What you will do> Reproduce every line of the records below. Shift each point coordinate listed under a "Pins" heading by adding 137 to both of its numbers, and leave the instruction lines and their sample coordinates unchanged.

(A block of data)
<<<<
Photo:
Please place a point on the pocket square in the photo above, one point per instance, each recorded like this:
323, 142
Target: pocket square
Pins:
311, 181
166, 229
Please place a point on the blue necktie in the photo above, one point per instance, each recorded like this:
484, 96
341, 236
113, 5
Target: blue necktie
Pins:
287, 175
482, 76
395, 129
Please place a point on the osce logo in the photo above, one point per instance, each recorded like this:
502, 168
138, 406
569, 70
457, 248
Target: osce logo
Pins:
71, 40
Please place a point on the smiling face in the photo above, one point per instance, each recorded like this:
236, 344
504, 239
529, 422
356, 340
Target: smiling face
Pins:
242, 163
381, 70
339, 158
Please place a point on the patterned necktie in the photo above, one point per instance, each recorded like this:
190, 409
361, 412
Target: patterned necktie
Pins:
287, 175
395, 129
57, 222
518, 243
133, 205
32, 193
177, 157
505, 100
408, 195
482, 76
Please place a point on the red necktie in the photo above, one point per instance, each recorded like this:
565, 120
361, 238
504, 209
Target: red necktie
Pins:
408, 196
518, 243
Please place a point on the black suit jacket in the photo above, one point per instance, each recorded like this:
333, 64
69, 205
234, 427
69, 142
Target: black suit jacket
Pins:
>>>>
The reply>
Photo:
Please place a point on the pocket square in the photo above, one point per instance, each recorded like this:
323, 142
Target: pocket square
Pins:
448, 318
303, 366
Please place a point on the blue necktie in the photo above, one point per instance, each recorded like this:
484, 96
341, 236
113, 5
Target: blue necktie
Pins:
424, 312
619, 213
532, 266
Please place a point on the osce logo in the photo above, one point per instance, each recorded like this:
502, 168
138, 406
569, 70
457, 248
Target: osce logo
Pins:
208, 177
Please place a point on the smiling face in the photo above, one point per instance, each recorded like this:
236, 344
504, 239
529, 422
356, 340
Target: smiling face
Pins:
379, 300
518, 207
476, 295
Please place a point on the patterned necktie in the photo above, one point per instance, each recorded like this:
190, 409
361, 412
Target: patterned necktie
Pins:
424, 312
532, 266
194, 359
655, 380
270, 342
169, 330
314, 294
642, 237
545, 332
619, 213
Please place a point on the red necktie in the photo above, one point per instance, each recorded like this:
565, 120
361, 238
504, 209
Target: red necktie
Pins:
545, 333
655, 380
Please place a point on the black suit jacket in the photo above, one point per instance, each recorded like this:
333, 64
69, 205
234, 427
69, 142
Target: black suit jacket
Pins:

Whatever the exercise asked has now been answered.